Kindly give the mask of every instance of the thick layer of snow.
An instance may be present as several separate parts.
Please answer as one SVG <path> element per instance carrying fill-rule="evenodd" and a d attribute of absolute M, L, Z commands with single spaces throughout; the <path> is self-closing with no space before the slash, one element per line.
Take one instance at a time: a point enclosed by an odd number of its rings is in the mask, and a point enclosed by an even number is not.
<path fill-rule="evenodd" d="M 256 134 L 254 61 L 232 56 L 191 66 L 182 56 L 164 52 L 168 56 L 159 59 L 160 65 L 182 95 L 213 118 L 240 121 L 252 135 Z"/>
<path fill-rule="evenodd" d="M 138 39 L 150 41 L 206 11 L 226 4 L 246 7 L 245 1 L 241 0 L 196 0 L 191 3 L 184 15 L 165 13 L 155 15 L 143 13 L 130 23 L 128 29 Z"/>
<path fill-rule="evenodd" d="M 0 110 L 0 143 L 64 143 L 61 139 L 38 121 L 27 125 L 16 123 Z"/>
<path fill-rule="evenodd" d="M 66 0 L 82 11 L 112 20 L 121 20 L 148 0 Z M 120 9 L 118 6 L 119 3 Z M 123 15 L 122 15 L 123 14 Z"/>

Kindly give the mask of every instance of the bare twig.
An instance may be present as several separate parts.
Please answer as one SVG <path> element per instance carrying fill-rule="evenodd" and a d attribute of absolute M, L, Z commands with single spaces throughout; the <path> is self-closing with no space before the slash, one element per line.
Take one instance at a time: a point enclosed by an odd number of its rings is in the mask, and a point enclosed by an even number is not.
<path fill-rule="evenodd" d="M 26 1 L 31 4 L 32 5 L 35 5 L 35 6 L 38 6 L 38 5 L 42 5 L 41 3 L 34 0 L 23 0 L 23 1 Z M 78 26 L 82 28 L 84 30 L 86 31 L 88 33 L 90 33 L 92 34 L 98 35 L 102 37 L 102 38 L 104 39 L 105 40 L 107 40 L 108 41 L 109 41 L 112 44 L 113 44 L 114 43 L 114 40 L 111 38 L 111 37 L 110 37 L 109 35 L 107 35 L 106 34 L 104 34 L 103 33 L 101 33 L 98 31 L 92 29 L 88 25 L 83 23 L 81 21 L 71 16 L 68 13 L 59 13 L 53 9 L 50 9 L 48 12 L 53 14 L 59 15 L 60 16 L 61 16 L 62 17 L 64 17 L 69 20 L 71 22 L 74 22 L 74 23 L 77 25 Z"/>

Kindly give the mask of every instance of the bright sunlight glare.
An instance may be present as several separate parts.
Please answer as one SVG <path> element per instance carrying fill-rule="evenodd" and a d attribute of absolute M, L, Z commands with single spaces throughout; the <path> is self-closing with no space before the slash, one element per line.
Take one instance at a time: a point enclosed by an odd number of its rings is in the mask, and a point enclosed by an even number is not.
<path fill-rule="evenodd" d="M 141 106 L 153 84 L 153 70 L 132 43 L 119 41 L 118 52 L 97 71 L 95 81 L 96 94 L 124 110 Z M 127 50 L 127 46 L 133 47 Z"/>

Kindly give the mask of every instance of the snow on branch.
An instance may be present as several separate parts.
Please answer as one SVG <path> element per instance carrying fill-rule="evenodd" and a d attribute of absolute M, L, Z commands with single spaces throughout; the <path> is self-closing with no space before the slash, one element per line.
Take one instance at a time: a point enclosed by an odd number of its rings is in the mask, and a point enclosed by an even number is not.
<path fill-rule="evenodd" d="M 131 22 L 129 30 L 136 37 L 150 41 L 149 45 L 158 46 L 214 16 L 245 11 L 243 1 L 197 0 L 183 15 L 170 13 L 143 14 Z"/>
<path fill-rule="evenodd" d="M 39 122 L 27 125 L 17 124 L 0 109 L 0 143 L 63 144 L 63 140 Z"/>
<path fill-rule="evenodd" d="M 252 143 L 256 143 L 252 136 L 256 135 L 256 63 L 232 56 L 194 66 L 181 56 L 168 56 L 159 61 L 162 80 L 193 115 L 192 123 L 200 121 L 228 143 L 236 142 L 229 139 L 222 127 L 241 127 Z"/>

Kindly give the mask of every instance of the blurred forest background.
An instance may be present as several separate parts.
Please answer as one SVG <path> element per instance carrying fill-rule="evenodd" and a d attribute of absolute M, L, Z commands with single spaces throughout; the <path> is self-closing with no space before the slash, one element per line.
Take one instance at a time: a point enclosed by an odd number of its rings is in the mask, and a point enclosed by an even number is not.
● ● ●
### Aim of the exercise
Convert the records into a two-column CSV with the header text,answer. Start at the line containing "Kindly give the mask of every instance of the bare" and end after the line containing "98 35 L 102". Give one row per record, putting its text and its answer each in a single double-quoted field with line breaks replaced by spaces.

### The reply
text,answer
"Kindly give the mask of every instance of the bare twig. An instance may be present as several separate parts. Please answer as one SVG <path> element per instance carrying fill-rule=""evenodd"" and a d attribute of absolute M, L, Z commands with single spaces throughout; the <path> is self-closing with no space before the slash, one element per line. Take one instance at a time: a point enclosed by an odd number of its rings is in the mask, and a point enclosed by an even number is not.","<path fill-rule=""evenodd"" d=""M 26 1 L 31 4 L 32 5 L 35 5 L 35 6 L 38 6 L 38 5 L 42 5 L 41 3 L 34 0 L 23 0 L 23 1 Z M 78 26 L 82 28 L 84 30 L 86 31 L 88 33 L 90 33 L 92 34 L 98 35 L 102 37 L 102 38 L 104 39 L 105 40 L 107 40 L 108 41 L 109 41 L 112 44 L 113 44 L 114 43 L 114 40 L 111 38 L 111 37 L 110 37 L 109 35 L 107 35 L 106 34 L 104 34 L 103 33 L 101 33 L 98 31 L 92 29 L 88 25 L 83 23 L 81 21 L 71 16 L 68 13 L 59 13 L 53 9 L 50 9 L 48 12 L 53 14 L 59 15 L 60 16 L 61 16 L 62 17 L 64 17 L 69 20 L 71 22 L 74 22 L 74 23 L 77 25 Z""/>"